**PROBLEM STATEMENT**
In this exercise, write out the data word for word and leave every image out.

(Region pointing data)
........
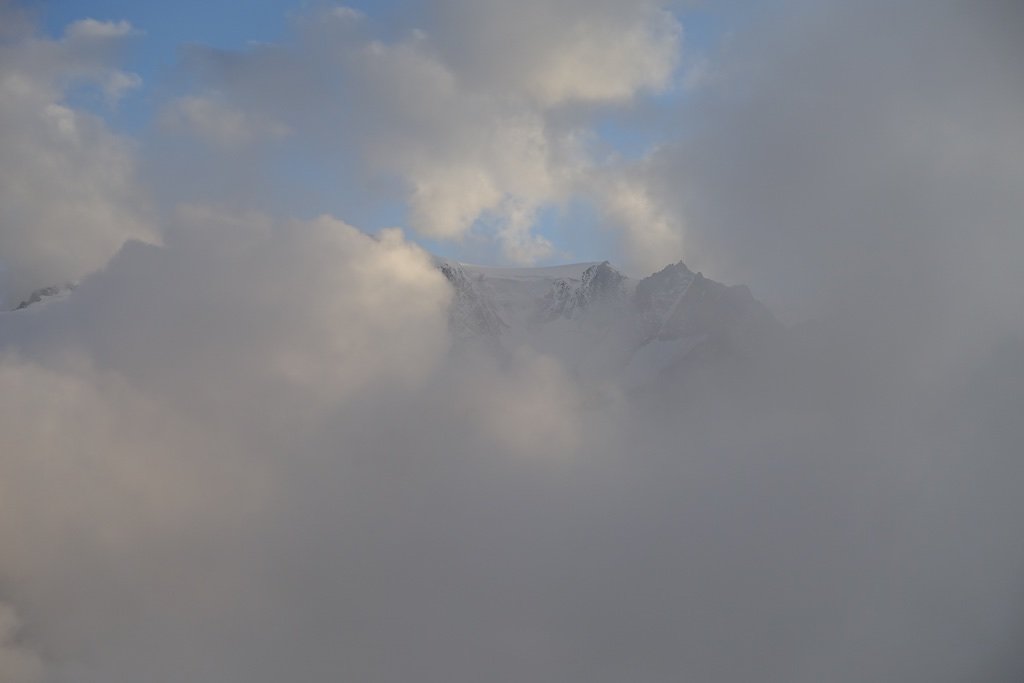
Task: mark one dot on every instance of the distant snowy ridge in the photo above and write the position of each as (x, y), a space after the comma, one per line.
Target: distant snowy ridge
(597, 319)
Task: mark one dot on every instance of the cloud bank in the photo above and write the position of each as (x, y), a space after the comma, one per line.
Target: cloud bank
(249, 453)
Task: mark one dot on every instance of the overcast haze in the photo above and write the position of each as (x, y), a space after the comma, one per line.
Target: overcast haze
(247, 447)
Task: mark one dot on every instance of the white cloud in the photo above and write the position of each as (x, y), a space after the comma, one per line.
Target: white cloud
(472, 113)
(218, 122)
(88, 30)
(69, 197)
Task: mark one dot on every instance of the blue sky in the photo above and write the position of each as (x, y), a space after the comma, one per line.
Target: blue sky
(311, 186)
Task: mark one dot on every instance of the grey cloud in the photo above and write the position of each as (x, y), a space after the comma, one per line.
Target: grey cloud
(250, 454)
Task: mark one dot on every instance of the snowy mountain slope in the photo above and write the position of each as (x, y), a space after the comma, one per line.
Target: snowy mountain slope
(598, 321)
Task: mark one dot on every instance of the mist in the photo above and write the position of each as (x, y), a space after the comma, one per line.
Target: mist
(247, 446)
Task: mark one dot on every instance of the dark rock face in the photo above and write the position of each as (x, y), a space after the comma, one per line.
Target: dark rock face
(472, 313)
(44, 293)
(601, 318)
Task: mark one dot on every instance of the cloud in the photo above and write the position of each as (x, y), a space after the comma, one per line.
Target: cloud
(68, 191)
(250, 453)
(91, 30)
(479, 139)
(219, 123)
(17, 665)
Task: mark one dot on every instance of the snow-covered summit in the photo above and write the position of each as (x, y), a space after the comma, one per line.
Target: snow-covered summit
(594, 316)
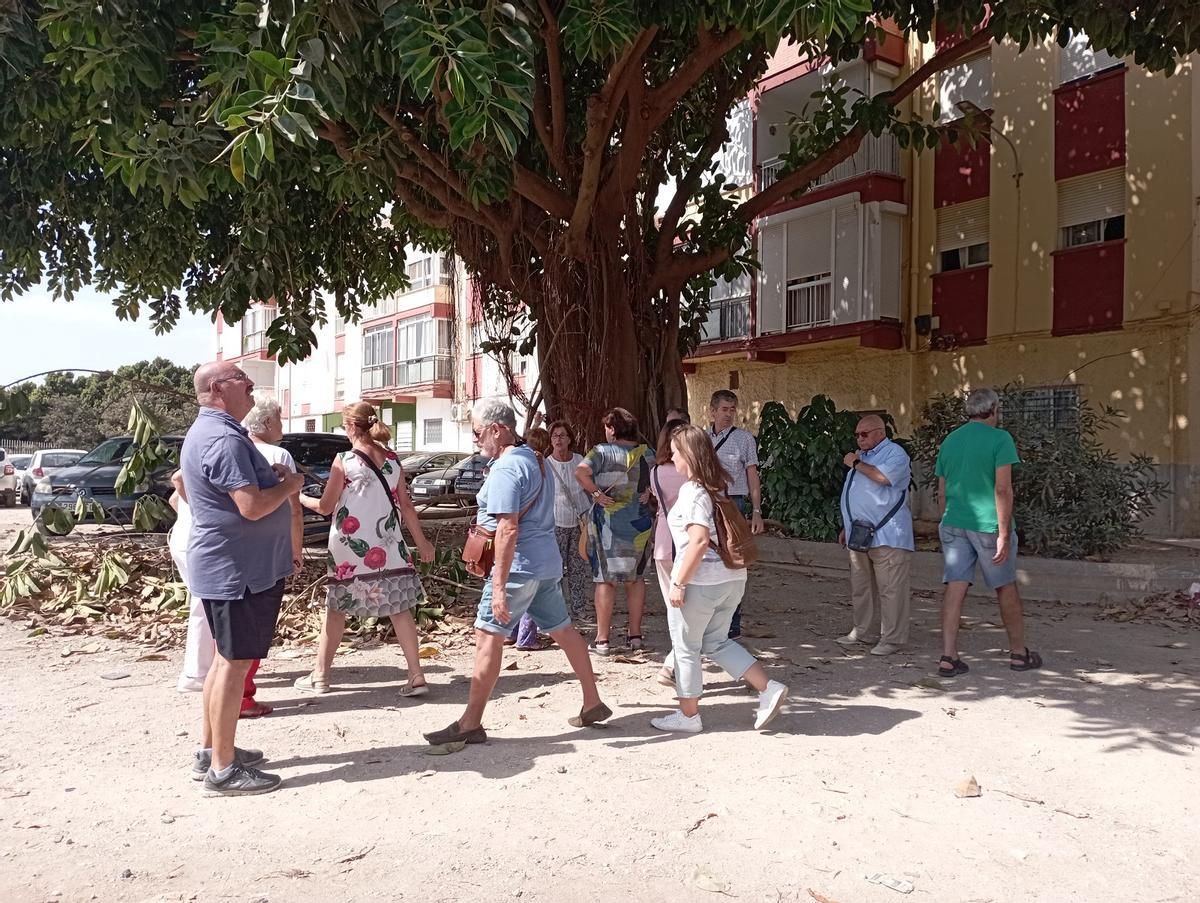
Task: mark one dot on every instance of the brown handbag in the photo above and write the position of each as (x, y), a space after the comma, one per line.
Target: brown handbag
(479, 550)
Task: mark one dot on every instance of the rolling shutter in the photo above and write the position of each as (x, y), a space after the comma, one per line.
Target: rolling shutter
(963, 225)
(1096, 196)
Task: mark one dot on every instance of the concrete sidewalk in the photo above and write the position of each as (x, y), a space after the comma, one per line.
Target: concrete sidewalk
(1041, 579)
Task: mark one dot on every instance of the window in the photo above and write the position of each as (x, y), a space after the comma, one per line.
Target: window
(433, 431)
(1079, 60)
(253, 328)
(970, 81)
(423, 351)
(963, 235)
(1054, 406)
(378, 357)
(1091, 208)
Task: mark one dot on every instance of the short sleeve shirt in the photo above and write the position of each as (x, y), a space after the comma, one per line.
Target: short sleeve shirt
(864, 500)
(695, 506)
(736, 453)
(227, 554)
(513, 482)
(967, 461)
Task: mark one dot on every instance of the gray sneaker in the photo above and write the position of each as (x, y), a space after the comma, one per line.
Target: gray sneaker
(241, 782)
(203, 760)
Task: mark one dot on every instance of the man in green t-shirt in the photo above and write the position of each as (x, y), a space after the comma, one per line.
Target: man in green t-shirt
(975, 488)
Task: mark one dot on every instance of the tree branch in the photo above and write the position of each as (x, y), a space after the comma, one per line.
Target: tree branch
(557, 94)
(600, 117)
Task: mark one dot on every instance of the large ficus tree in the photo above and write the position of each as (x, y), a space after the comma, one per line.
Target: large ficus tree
(216, 153)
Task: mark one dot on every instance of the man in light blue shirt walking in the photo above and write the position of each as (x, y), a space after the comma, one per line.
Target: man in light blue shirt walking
(875, 495)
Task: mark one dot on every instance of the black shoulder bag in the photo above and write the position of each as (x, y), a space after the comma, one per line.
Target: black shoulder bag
(862, 533)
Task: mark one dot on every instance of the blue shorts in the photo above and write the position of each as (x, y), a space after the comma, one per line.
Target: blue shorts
(541, 599)
(963, 549)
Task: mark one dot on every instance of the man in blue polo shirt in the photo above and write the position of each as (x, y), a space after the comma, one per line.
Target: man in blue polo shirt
(875, 494)
(517, 502)
(239, 554)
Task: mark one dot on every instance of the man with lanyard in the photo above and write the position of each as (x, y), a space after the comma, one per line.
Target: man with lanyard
(738, 454)
(526, 576)
(874, 494)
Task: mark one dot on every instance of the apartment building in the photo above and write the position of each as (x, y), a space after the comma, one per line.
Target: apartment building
(1061, 253)
(415, 357)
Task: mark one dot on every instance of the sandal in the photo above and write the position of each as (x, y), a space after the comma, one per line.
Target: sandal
(312, 683)
(1027, 662)
(415, 689)
(957, 667)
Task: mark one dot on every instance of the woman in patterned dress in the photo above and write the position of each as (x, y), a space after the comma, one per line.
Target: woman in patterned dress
(617, 476)
(371, 570)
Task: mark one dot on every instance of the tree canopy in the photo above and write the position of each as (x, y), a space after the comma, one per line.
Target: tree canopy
(216, 153)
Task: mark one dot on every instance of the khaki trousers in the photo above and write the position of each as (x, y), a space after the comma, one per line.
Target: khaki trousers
........
**TASK RESULT**
Task: mark one dot on every instance of the distant snowy ridge in the photo above and write the position of each as (x, y), a space after the comma, one per line.
Target: distant snowy ridge
(597, 319)
Task: mark one dot on every instance of the cloud bank in the photo above and write the position of each as (x, y), a space after the comma, one per line.
Target: cloud bank
(249, 453)
Task: mark one dot on every instance of the overcast haze in the photo above and write the position of each as (x, y), a space after the comma, one per line.
Target: overcast haze
(247, 447)
Task: mark one dot on every instance of the white cloud in the photo above and write the position of each as (x, y), a space after the comma, one per line.
Target: white cloud
(472, 113)
(218, 122)
(88, 30)
(69, 197)
Task: mark one dot on every instance of the blue sky in the photo above and write the position of each as (x, y), a space after the comma, one per line.
Target: blue sky
(311, 186)
Task: mark one dot on every instance of the grey cloud in the photo above and write the position of each as (x, y), a space after the comma, one per line.
Target: grey cloud
(250, 454)
Task: mark one dot on every instance of the snowy mountain slope in the photo above and write the position of each as (x, y), a space after the comma, one per line.
Target: snowy mountain slope
(598, 321)
Task: mark one dot on every instance of the mist in the photo above and write the position of each as (x, y), a space after the comma, one per line.
Target: mist
(247, 446)
Task: mark one dot on every instance of the dark rock face in the photo above and write the position of each as (x, y), a space after the comma, one per line.
Target: dark rock face
(472, 313)
(44, 293)
(601, 318)
Task: mark one dot on every instance of the cloud in the photo above and write the position of each as (x, y), a space after the comma, one per line.
Target: cloud
(68, 191)
(250, 453)
(91, 30)
(479, 139)
(219, 123)
(17, 665)
Task: mark one dot on every instance of the snow-covered summit in the photo above and write the position of each as (x, y), a space after the comma, one per line.
Target: snow-covered summit
(594, 316)
Task: mark one dot on every instance of the brown handbag in the photo above and write the position of each as (x, y), a space after the comma, one per line.
Target: brown handbag
(479, 550)
Task: mark one dot on every instance of the rolling shutter in the photo above and write the position of each as (x, y), a space after the comma, one per line.
Target: rolling shutter
(963, 225)
(1096, 196)
Task: mark one dot on every instance of the concrete sidewalk in the photo above and write the position of each as (x, y), a space after the comma, one per line.
Target: concrete sidewalk
(1041, 579)
Task: mark one dot on every instance of the window in the photo above and write the position of each as (x, y), a space after the comma, one per line.
Target: window
(433, 431)
(1079, 60)
(253, 328)
(970, 81)
(423, 351)
(963, 235)
(1054, 406)
(378, 357)
(1091, 208)
Task: mark one dot on every instance of the short sleeve shirt in the photo above and write the position of each as (x, y), a space after the comma, one per line.
Target: short sleeve shirt
(864, 500)
(695, 506)
(736, 453)
(227, 554)
(513, 482)
(967, 461)
Task: mark one dot on every instance of the gray sneaker in the photo above and write the position of each as (x, y), a space after the comma, one per line.
Target: gray sneaker
(241, 782)
(203, 760)
Task: mark one dot on every instance of the man in green t-shirt in the photo above and write the position of each as (x, y), a space after the comma, one per line.
Target: man in green t-shirt
(975, 488)
Task: mark one dot on every instance of the tree branch in the photo above and write the position of each as (x, y), a space after the comma, one per line.
Target: tree branch
(557, 94)
(600, 117)
Task: mark one dot on every instance of the large ficus tree in the photo above and write the position of each as (x, y), a space after the comma, one per line.
Target: large ficus tree
(216, 153)
Task: mark one dot on every instance of the man in light blue shirt walking in the photo above and write the position of each as (x, y), a space after the comma, one per line.
Target: man in light blue shirt walking
(875, 495)
Task: mark one dot on every instance of the black shoulder bag in the photo above and write the position of each as (x, y), a space after the comma, one per line.
Target: black shoulder bag
(862, 533)
Task: mark one dot on every instance of the blue shorts in the photo above and write the position of each as (x, y), a space after the comma, one per line.
Target: blue shorts
(541, 599)
(963, 549)
Task: mark one dot on every instance of the man in blue polo shirt in the photo above and write the position of each as (x, y), a space after the comma, one per line.
Target: man in blue polo shirt
(875, 494)
(517, 502)
(239, 554)
Task: mark one dot on every instance of the man with lanyard in the photo above and write the position of each as (x, y), a space after the comma, one per line.
Target: man with lanyard
(738, 454)
(526, 576)
(874, 494)
Task: mark one dot on every instance of the apartment building in the photo above and write the position of each as (x, y), a space after the comma, one per line.
Target: apartment building
(1061, 253)
(415, 357)
Task: mark one dot on every instance of the sandal in the photo above and write the position of each as (x, y), a space after the comma, one per line.
Target: sandal
(312, 683)
(1027, 662)
(415, 689)
(957, 667)
Task: mark one dot on every instance of the woman in patterned dress in the photo above and write the position of each as (x, y), a space after the comma, one per line.
Target: woman in patterned dress
(617, 476)
(371, 570)
Task: mark one dot on every instance of the tree canopy in the photo above and write the position of each as (x, y), a space after the comma, one per line.
Target: tree canopy
(216, 153)
Task: mark one dot on every instance of the khaki trousers in the photo above and write the position of each as (x, y), a space after the comma, one per line.
Target: khaki trousers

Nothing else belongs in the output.